■ Data ■
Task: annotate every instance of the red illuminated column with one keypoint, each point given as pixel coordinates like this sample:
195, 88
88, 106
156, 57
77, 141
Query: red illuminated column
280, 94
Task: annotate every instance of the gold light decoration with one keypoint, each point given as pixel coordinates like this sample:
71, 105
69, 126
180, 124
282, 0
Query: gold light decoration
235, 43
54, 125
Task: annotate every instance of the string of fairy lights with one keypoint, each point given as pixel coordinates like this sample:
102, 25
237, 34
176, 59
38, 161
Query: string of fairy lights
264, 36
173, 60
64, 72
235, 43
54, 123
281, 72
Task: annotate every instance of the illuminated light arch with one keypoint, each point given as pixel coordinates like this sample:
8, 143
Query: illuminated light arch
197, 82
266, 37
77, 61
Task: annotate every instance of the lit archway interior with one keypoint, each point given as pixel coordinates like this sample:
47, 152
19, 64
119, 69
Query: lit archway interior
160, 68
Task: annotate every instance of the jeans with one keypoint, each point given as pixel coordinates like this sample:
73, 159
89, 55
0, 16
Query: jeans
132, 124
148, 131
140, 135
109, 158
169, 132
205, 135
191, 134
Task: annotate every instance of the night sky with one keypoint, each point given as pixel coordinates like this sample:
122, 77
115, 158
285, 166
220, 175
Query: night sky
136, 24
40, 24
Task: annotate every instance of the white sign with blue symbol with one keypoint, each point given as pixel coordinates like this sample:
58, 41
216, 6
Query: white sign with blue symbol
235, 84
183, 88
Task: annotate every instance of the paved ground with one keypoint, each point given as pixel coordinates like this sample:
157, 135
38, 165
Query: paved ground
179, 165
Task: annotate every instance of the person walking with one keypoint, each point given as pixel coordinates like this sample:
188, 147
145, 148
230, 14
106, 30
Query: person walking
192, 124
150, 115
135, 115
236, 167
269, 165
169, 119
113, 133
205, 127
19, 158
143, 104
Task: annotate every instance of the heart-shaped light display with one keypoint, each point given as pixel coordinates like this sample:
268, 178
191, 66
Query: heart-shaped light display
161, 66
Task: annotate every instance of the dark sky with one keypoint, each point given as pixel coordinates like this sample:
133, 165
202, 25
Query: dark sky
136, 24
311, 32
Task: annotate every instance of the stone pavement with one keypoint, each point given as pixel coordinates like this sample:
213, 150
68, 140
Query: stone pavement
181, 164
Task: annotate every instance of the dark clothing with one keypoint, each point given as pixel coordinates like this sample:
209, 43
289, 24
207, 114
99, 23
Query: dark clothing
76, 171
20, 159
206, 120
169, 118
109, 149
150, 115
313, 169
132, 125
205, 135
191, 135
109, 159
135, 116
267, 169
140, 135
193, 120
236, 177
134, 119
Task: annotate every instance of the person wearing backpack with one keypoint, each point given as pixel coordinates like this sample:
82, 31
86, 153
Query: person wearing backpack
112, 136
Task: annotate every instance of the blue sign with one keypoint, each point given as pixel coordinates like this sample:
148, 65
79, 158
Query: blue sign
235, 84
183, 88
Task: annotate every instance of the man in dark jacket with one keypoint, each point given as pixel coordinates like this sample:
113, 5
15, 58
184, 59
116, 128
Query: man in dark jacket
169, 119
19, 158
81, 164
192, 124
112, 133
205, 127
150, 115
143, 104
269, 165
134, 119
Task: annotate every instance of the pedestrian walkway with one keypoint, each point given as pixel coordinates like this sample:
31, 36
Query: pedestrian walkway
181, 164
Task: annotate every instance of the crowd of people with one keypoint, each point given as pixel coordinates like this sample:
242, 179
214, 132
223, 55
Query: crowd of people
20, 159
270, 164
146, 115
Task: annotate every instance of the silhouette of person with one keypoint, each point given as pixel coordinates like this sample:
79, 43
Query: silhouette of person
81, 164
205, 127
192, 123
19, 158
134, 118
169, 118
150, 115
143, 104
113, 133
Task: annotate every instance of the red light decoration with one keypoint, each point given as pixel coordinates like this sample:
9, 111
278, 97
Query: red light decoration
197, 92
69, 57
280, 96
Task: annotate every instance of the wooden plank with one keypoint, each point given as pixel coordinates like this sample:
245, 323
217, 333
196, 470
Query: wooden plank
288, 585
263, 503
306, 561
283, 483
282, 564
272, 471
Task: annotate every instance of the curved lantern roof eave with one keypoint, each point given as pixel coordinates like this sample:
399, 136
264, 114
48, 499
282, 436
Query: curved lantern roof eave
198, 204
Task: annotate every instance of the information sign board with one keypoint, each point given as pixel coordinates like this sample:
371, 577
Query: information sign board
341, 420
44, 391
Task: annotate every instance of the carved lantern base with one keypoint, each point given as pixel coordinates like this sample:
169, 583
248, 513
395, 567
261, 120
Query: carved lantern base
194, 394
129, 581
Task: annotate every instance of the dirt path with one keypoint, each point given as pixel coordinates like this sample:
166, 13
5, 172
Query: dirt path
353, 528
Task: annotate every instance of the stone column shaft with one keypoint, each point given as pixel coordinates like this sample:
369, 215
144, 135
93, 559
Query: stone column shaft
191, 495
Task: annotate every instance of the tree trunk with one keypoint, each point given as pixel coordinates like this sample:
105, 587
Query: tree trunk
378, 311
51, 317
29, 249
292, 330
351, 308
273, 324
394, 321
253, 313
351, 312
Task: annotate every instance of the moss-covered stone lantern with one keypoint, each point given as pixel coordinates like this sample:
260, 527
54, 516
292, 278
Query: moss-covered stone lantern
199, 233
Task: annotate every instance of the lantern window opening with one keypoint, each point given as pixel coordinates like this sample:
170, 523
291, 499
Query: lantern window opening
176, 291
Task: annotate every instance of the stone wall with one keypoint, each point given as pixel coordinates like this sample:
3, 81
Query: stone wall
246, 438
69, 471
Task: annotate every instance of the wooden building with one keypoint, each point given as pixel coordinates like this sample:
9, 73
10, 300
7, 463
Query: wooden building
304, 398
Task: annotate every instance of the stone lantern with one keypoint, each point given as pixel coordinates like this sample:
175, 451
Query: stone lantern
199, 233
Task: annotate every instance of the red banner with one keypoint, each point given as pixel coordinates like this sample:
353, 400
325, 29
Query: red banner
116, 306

■ Problem to solve ■
This exercise calls for the entries to be restated exactly.

■ Response area ■
Task: annotate every instance of the red illuminated column with one keypoint, each point given as pixel coordinates like this sample:
195, 88
88, 106
156, 57
77, 141
Query: red illuminated column
280, 94
Task: annotate every instance of the gold light decoration with one keypoint, each point given as pixel coordinates like this sample:
71, 105
69, 126
180, 124
282, 0
Query: gold light decoration
235, 43
54, 125
Task: annotate every instance of the string of fairy lights with one keypoint, each point given as pixel coordinates like this sample:
102, 25
237, 34
176, 59
38, 161
Query: string of fairy lights
264, 36
173, 60
64, 72
235, 43
54, 123
281, 72
Task: annotate every instance of the illuminated light arch with one keypoint, each point given as pixel coordinates like this sample:
8, 143
Query: illuminated light arch
197, 82
266, 37
77, 61
Task: annotate every instance of the lit archway interior with one keypoint, each point given as pixel coordinates like this sample:
47, 152
19, 64
119, 69
Query: lit archway interior
160, 68
Task: annotate every instance of the jeans with one keypoint, each point given as pixel coordinates like this sample:
73, 159
89, 55
0, 16
Query: jeans
132, 124
148, 131
140, 135
109, 158
169, 132
205, 135
191, 134
Task: annotate every instance of the night sky with one keypoint, each point given as pixel coordinates like this sample:
122, 77
115, 158
285, 166
220, 175
Query: night sky
136, 24
40, 24
Task: annotate every instance of the white sign with blue symbol with one keypoint, each point given as pixel coordinates like this sample:
58, 41
216, 6
Query: white sign with blue symbol
235, 84
183, 88
Task: annotate every instance of the paved ground with one keypoint, each point given as pixel coordinates like this sample:
157, 135
38, 165
Query: paved ground
179, 165
Task: annotate every instance of the person walking with one keypoint, each point given as pixel coordinates like this sample:
188, 147
145, 148
230, 14
106, 30
Query: person walking
192, 124
150, 115
135, 115
236, 167
269, 165
169, 119
113, 133
205, 127
19, 158
143, 104
Task: annotate every instance of the heart-shaped light display with one keypoint, each point given as pixel coordinates like this sample:
268, 178
191, 66
Query: heart-shaped light display
161, 66
Task: annotate every instance of the dark sky with one keypoint, each point given as pixel coordinates like this sample:
133, 165
202, 25
Query: dark sky
136, 24
311, 32
Task: annotate every instance of the stone pavement with one keypoint, each point given as pixel coordinates like this sample:
213, 150
68, 140
Query: stone pavement
181, 164
Task: annotate every instance of the dark clothing with one keypoint, each point given as pixel coordinates like this sample:
209, 43
289, 24
207, 114
99, 23
Query: dark clothing
76, 171
20, 159
206, 120
169, 118
109, 149
150, 115
313, 169
132, 125
205, 135
191, 135
109, 159
135, 116
267, 169
140, 135
193, 120
236, 177
134, 119
Task: annotate every instance of the person wearing backpack with one keypoint, each point given as pixel coordinates like this sample:
82, 31
86, 153
Query: person wearing backpack
112, 136
Task: annotate every instance of the blue sign with one keypoint, each point given as pixel coordinates like this sample:
148, 65
79, 158
Query: blue sign
235, 84
183, 88
Task: annotate every instance of the man in dark jacket with one keypoint, each point given as pixel coordinates like this sample:
113, 5
15, 58
184, 59
116, 128
Query: man in dark jacket
169, 119
19, 158
81, 164
192, 124
112, 133
205, 127
150, 115
143, 104
269, 165
134, 119
Task: annotate every instance of the pedestrian walkway with one keypoint, each point given as pixel coordinates like this sample:
31, 36
Query: pedestrian walkway
181, 164
Task: annotate every instance of the crowd of people with one keypoint, each point given as pixel coordinates like this sample:
242, 179
214, 132
223, 55
Query: crowd of people
20, 159
270, 164
146, 115
Task: annotate every instance of the silhouette of person with one keypoint, each point given as pixel coordinates like this sample:
79, 43
Query: silhouette of person
81, 164
205, 127
192, 123
19, 158
134, 118
169, 118
150, 115
143, 104
113, 133
Task: annotate every instance of the red light decoration with one keypoint, each point given as pixel coordinates like this sample:
9, 111
278, 97
Query: red light decoration
197, 92
69, 57
280, 96
Task: annotate every instance of the wooden plank with one keypoint, each point given as pixel coordinates like this sample:
245, 323
217, 333
196, 470
Query: wooden plank
288, 585
263, 503
306, 561
283, 483
282, 564
272, 471
Task: annotate every instance of the curved lantern roof eave with one keypoint, each point given as pixel coordinates like this sample:
399, 136
264, 114
48, 499
282, 436
Query: curved lantern roof eave
198, 204
Task: annotate every instance of the information sign board with one keypoint, each point given as pixel coordinates like this sample:
371, 577
Query: information sign board
341, 420
44, 391
Task: annotate every instance of the carved lantern base with one keypoint, each point given as pixel coordinates like this sample:
169, 583
248, 513
395, 567
261, 120
Query: carved lantern base
194, 394
129, 581
Task: annotate every instance of the dirt path with one keypoint, each point given as pixel coordinates like this sample:
166, 13
5, 172
Query: dirt path
353, 528
Task: annotate every instance of the stone column shaft with one keypoint, each point given as pixel coordinates like this sample:
369, 215
144, 135
93, 559
Query: stone column shaft
191, 495
Task: annotate every instance of the tree trunk with one keypoint, each point given as pixel coordinates like this sample:
105, 587
Query: tree trunk
378, 311
51, 317
29, 249
292, 330
351, 308
273, 324
394, 321
253, 313
351, 312
Task: annotate every instance of the moss-covered stone lantern with one keypoint, each point given as pixel coordinates like this sample:
260, 527
54, 516
292, 278
Query: moss-covered stone lantern
199, 233
Task: annotate every instance of the lantern window opening with one keypoint, each point given as pixel coordinates like this sample:
170, 523
291, 499
Query: lantern window opening
176, 291
Task: annotate every instance of the stone wall with one keypoint, each point given as pixel coordinates like this sample:
3, 81
Query: stone wall
246, 438
69, 471
Task: annotate every instance of the wooden building with one keypoint, each point given as pixel coordinates like this sample:
9, 73
10, 300
7, 463
Query: wooden building
304, 398
Task: annotate every instance of the stone lantern with one keypoint, each point given as pixel coordinates like this sample:
175, 451
Query: stone lantern
199, 233
Task: annotate every instance of the red banner with one keypoint, each point given as pixel coordinates like this sample:
353, 400
325, 29
Query: red banner
116, 306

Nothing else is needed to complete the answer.